-- BEGIN Data for the task --

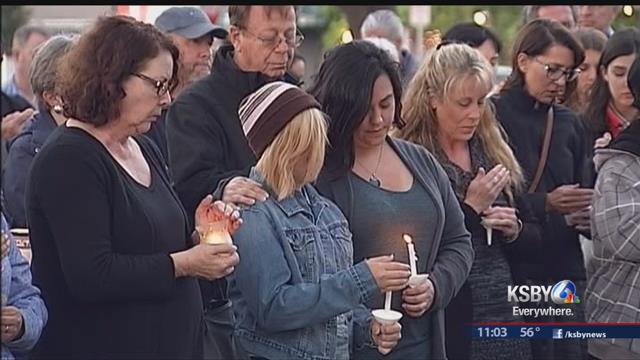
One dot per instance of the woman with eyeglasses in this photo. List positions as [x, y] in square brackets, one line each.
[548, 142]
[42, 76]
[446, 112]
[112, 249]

-- END Data for the task --
-- BEGIN Data for the task --

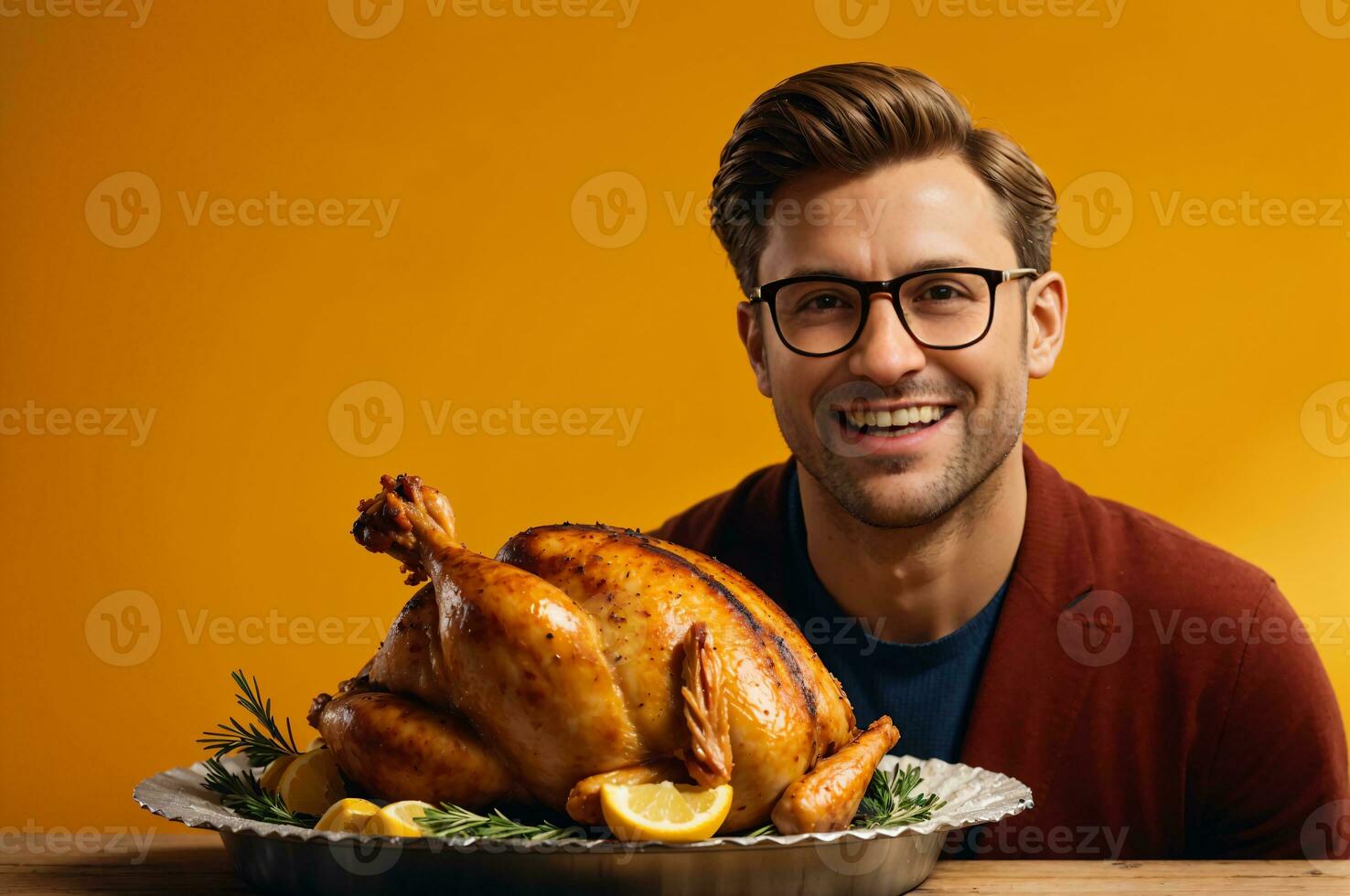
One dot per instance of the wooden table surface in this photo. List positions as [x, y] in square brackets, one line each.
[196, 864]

-- END Data for the task --

### Description of the task
Show each line of the records that contains the string "instance". Case counts.

### Solution
One dot per instance of the woman with eyeglasses in this photo. List positions as [x, y] in square brackets, one line each.
One dot per instance of the wooden table surface in this photo. List positions as [x, y] in square brackets, one line each.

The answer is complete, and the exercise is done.